To do:
Convert all of the data below into a numbered list with one item per line, skipping blank lines and omitting the pictures.
-- start --
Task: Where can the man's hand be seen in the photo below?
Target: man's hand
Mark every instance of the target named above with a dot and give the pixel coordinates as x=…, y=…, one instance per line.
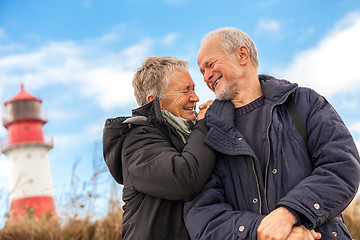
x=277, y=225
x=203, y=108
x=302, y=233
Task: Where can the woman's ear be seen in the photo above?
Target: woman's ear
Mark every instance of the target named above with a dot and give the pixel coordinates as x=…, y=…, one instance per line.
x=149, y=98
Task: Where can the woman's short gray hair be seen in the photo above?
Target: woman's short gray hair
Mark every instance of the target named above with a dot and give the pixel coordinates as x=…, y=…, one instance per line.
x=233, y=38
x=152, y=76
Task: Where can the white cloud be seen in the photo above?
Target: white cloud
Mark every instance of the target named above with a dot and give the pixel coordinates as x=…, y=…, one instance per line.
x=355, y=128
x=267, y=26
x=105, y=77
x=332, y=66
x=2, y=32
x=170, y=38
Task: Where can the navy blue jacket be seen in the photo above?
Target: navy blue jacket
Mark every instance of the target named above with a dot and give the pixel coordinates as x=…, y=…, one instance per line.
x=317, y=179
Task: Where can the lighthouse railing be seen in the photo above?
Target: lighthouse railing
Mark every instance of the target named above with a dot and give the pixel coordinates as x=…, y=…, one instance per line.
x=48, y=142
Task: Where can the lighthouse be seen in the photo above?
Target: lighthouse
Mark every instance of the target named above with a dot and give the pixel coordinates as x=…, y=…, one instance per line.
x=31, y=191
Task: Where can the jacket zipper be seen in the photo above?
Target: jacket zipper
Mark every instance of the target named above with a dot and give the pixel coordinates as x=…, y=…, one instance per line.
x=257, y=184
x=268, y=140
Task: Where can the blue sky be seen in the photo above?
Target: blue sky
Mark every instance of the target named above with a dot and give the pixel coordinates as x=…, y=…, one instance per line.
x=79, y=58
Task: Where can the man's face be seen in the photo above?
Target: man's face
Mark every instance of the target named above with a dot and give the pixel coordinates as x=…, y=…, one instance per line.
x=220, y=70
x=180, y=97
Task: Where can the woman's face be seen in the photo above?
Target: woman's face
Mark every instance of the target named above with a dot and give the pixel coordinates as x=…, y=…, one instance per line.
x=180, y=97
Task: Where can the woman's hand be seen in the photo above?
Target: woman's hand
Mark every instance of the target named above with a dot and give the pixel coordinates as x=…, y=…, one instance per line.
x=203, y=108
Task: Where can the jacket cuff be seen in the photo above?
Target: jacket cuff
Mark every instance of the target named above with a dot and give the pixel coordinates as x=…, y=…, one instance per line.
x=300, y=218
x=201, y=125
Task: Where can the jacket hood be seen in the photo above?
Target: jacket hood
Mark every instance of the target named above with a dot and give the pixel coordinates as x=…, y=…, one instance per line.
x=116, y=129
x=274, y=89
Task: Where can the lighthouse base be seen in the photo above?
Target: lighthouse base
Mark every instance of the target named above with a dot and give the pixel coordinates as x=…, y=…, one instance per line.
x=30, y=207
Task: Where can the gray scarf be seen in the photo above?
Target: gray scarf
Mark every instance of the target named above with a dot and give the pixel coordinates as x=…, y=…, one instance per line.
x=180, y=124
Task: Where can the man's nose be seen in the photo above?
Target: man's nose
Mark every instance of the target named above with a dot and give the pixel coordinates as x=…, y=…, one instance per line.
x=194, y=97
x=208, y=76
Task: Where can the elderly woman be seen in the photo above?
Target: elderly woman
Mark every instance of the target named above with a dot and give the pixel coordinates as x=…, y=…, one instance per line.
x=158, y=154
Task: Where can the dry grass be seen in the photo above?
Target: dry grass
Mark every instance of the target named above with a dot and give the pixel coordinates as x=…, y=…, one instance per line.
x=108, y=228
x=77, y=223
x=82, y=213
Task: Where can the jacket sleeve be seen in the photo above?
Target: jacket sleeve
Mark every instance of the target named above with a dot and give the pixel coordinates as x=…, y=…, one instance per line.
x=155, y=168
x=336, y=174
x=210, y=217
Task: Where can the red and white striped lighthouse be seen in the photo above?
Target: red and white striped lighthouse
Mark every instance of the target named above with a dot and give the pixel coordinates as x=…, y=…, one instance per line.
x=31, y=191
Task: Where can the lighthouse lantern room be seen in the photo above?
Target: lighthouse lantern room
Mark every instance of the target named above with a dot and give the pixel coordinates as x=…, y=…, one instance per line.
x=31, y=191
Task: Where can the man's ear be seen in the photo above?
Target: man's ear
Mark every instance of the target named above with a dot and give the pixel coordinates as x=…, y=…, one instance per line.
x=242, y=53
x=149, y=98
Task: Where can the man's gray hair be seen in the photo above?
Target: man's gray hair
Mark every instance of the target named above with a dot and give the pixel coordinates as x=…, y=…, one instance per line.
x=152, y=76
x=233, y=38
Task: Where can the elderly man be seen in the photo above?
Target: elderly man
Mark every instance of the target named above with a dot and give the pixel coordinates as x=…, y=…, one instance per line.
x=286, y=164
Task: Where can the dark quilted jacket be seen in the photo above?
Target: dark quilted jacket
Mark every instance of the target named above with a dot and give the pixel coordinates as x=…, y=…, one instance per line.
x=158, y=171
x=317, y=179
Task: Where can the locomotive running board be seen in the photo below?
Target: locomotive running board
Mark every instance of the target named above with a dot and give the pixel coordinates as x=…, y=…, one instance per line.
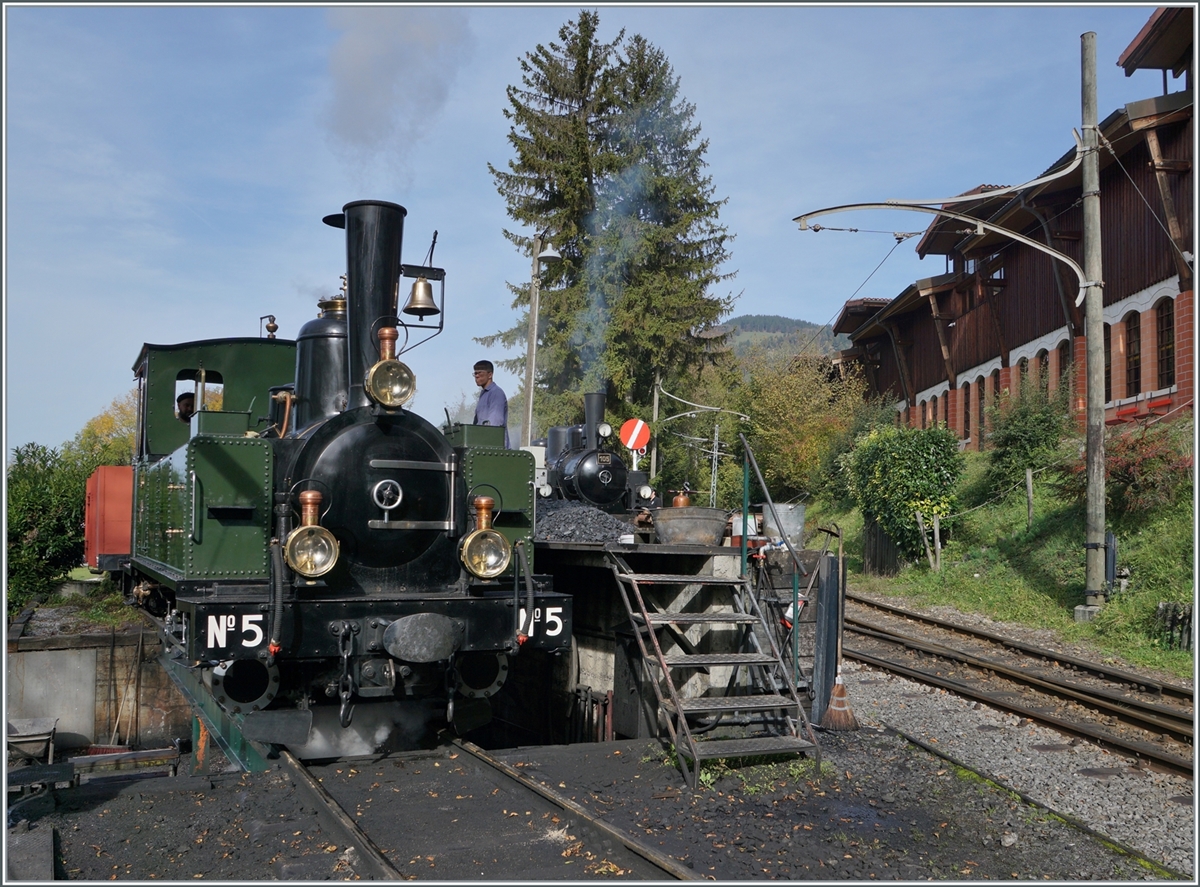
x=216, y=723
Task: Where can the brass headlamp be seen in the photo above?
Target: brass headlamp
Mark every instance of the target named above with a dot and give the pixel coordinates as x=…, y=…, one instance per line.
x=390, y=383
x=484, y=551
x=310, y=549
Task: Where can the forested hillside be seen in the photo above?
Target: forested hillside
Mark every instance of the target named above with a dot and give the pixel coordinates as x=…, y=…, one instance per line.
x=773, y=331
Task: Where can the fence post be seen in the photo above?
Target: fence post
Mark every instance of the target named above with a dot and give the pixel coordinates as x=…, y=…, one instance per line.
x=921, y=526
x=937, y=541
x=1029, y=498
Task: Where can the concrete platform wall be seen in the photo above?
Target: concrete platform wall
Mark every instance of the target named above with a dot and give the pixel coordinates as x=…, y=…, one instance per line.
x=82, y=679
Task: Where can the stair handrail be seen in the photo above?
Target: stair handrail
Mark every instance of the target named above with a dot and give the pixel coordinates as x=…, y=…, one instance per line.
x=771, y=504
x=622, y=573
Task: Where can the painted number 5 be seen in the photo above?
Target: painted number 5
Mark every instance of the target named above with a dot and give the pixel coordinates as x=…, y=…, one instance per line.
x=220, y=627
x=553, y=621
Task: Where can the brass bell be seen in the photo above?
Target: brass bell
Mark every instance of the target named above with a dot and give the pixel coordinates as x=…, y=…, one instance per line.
-- end --
Solution:
1. Task: Where can the man's hand be seen in the photo below?
2. Target: man's hand
3. Mark every instance of the target named above with a dot and give the pixel coordinates as x=…, y=…, one instance per line.
4. x=277, y=225
5. x=203, y=108
6. x=302, y=233
7. Task: Where can the woman's ear be seen in the photo above?
8. Target: woman's ear
9. Mark every instance of the target named above with a dot and give the pixel coordinates as x=…, y=…, one instance per line.
10. x=149, y=98
11. Task: Where can the woman's short gray hair be seen in the photo above?
12. Target: woman's short gray hair
13. Mark every instance of the target named above with a dot and give the pixel coordinates as x=…, y=…, one instance per line.
14. x=233, y=38
15. x=152, y=76
16. Task: Where can the white cloud be seen in the photo above?
17. Target: white cloud
18. Mark every instance of the target named above with a dot and give the pixel coordinates as x=…, y=…, one instance per line.
19. x=355, y=128
20. x=267, y=26
21. x=105, y=77
22. x=332, y=66
23. x=2, y=32
24. x=170, y=38
25. Task: Where can the navy blue jacket be seen in the photo above?
26. Target: navy blue jacket
27. Mark every instance of the target named above with a dot and give the pixel coordinates as x=…, y=…, one instance per line.
28. x=317, y=179
29. Task: Where can the lighthouse railing be seen in the photo above?
30. Target: lighthouse railing
31. Mark every instance of the target named above with a dot and give the pixel coordinates as x=…, y=…, one instance per line.
32. x=48, y=142
33. Task: Where can the lighthouse be seen in the photo above?
34. Target: lighthouse
35. Mark every instance of the target named above with a dot and give the pixel coordinates as x=…, y=…, one instance per line.
36. x=31, y=191
37. Task: Where can the jacket zipper be seen in the photo above?
38. Target: jacket zipper
39. Mark every instance of the target named above with a dot and give the pixel coordinates as x=…, y=…, one instance per line.
40. x=257, y=184
41. x=268, y=140
42. Task: Where can the blue sky be seen in the photo above?
43. Target: blue sky
44. Mark every instance of the target named above with a dot and give the pixel coordinates as x=…, y=…, one instance per line.
45. x=79, y=58
46. Task: Where can the man's face be seen in the photo above?
47. Target: man's face
48. Mark every instance of the target named above with a dot and give the pixel coordinates as x=…, y=…, one instance per line.
49. x=220, y=70
50. x=180, y=97
51. Task: Where can the woman's face be seen in the photo above?
52. Target: woman's face
53. Mark every instance of the target named above with a dot and give the pixel coordinates as x=…, y=…, one instance per line.
54. x=180, y=97
55. Task: Where can the woman's hand be seen in the photo above?
56. Target: woman's hand
57. Mark every instance of the target named above with a dot and give the pixel coordinates as x=…, y=…, one instance per line.
58. x=203, y=108
59. Task: Where can the jacket cuff be seen in the photo above?
60. Target: jacket cuff
61. Mark every instance of the target named above with a dot and give the pixel coordinates as x=…, y=…, one instance per line.
62. x=300, y=218
63. x=201, y=125
64. Task: Where can the jacket hood be seen in the photo above?
65. Target: jacket hood
66. Mark every instance of the target named above with a dot and give the pixel coordinates as x=…, y=…, one instance per line.
67. x=116, y=129
68. x=274, y=89
69. Task: Where can the lighthouse base be seen in the photo above?
70. Target: lighthouse base
71. Mark every instance of the target named above with a dot and give the pixel coordinates as x=…, y=…, one instance per line.
72. x=30, y=207
73. Task: Where can the gray scarf be seen in the photo above?
74. Target: gray scarf
75. Mark every instance of the target named above with a dot and give the pixel coordinates as x=…, y=…, one instance per line.
76. x=180, y=124
77. Task: Where can the man's nose be seen in the photo above?
78. Target: man's nose
79. Mark every instance of the target named above with a dot and give the pixel coordinates as x=…, y=…, one instance per line.
80. x=194, y=97
81. x=208, y=76
82. Task: Where can the elderly woman be seen in the photo above?
83. Target: elderly woman
84. Mark every instance of the target named above with a dot and give the pixel coordinates as x=…, y=…, one instance per line.
85. x=158, y=154
86. Task: Where can the dry grass be seen in the photo above?
87. Target: dry grass
88. Mark every instance of the target named above with a dot and give the pixel coordinates as x=…, y=…, one instance per line.
89. x=108, y=228
90. x=77, y=223
91. x=82, y=213
92. Task: Where can the jacket sleeve be seen in the photo above?
93. Target: jacket sleeve
94. Mark every instance of the target named above with a dot and give the pixel coordinates as x=…, y=…, one instance per line.
95. x=155, y=168
96. x=336, y=174
97. x=210, y=217
98. Task: Where can the red and white striped lighthouse be seen in the photo above?
99. Target: red and white striped lighthouse
100. Mark every instance of the target named above with a dot and give the pixel coordinates as x=…, y=…, one instance per line.
101. x=31, y=191
102. Task: Where can the lighthouse lantern room be seen in the photo above?
103. Target: lighthouse lantern room
104. Mark every instance of the target named above with a dot and give the pixel coordinates as x=…, y=…, one instance per line.
105. x=31, y=191
106. Task: Where can the man's ear be seen in the photo above?
107. Target: man's ear
108. Mark every instance of the target named above with a dot and give the pixel coordinates as x=…, y=…, one instance per line.
109. x=242, y=53
110. x=149, y=98
111. Task: Where can the man's gray hair be seen in the photo above?
112. Target: man's gray hair
113. Mark every instance of the target named above with a dot and give the pixel coordinates as x=…, y=…, one instance per line.
114. x=152, y=76
115. x=233, y=38
116. Task: Where can the elderly man be seen in the photo above?
117. Target: elderly man
118. Mark every instance of the target named above with a dot and give the pixel coordinates as x=…, y=…, one instance per line.
119. x=286, y=164
120. Task: Where can the dark quilted jacket be seen in the photo above?
121. Target: dark quilted jacket
122. Mark every instance of the target named above with a dot and give the pixel coordinates as x=…, y=…, one instance per line.
123. x=158, y=171
124. x=317, y=179
125. Task: Where can the locomotive running board be seen in the photo below?
126. Target: locomotive running board
127. Mark every instance of the target named above with a dot and give the pixel coordinates as x=…, y=…, one instance per line.
128. x=216, y=723
129. Task: Where can the brass headlamp be seen in the photo above?
130. Target: brass headlamp
131. Mark every instance of the target named above with a dot and give the pixel coordinates as x=…, y=…, one instance per line.
132. x=390, y=383
133. x=484, y=551
134. x=310, y=549
135. Task: Where can the forested hillside be seen in the photo above?
136. Target: forested hillside
137. Mark every instance of the target named above with a dot and give the pixel coordinates as x=…, y=…, one instance per line.
138. x=773, y=331
139. Task: Where can the fence post be seen in the photo above?
140. Target: fence post
141. Mark every instance of the target named above with a dot and give the pixel coordinates as x=…, y=…, one instance per line.
142. x=921, y=526
143. x=937, y=541
144. x=1029, y=498
145. Task: Where can the concrete platform wall be seen in the photo above?
146. Target: concrete platform wall
147. Mark every instance of the target named above with a dot and give the pixel coordinates as x=…, y=…, one instance per line.
148. x=82, y=679
149. Task: Where can the stair handrail be seen in the photo above?
150. Target: stair handrail
151. Mark every instance of the target named above with a dot and give the pixel coordinates as x=…, y=…, one instance per line.
152. x=771, y=504
153. x=622, y=573
154. Task: Where can the painted number 5 be seen in the photo above?
155. Target: painted number 5
156. Mark every instance of the target named above with a dot and give the pixel coordinates as x=…, y=…, one instance per line.
157. x=220, y=627
158. x=553, y=621
159. Task: Where can the brass bell be seen in the photo above?
160. Target: brass bell
161. Mark every instance of the target named above with a dot and give the pixel coordinates as x=…, y=…, one instance per line.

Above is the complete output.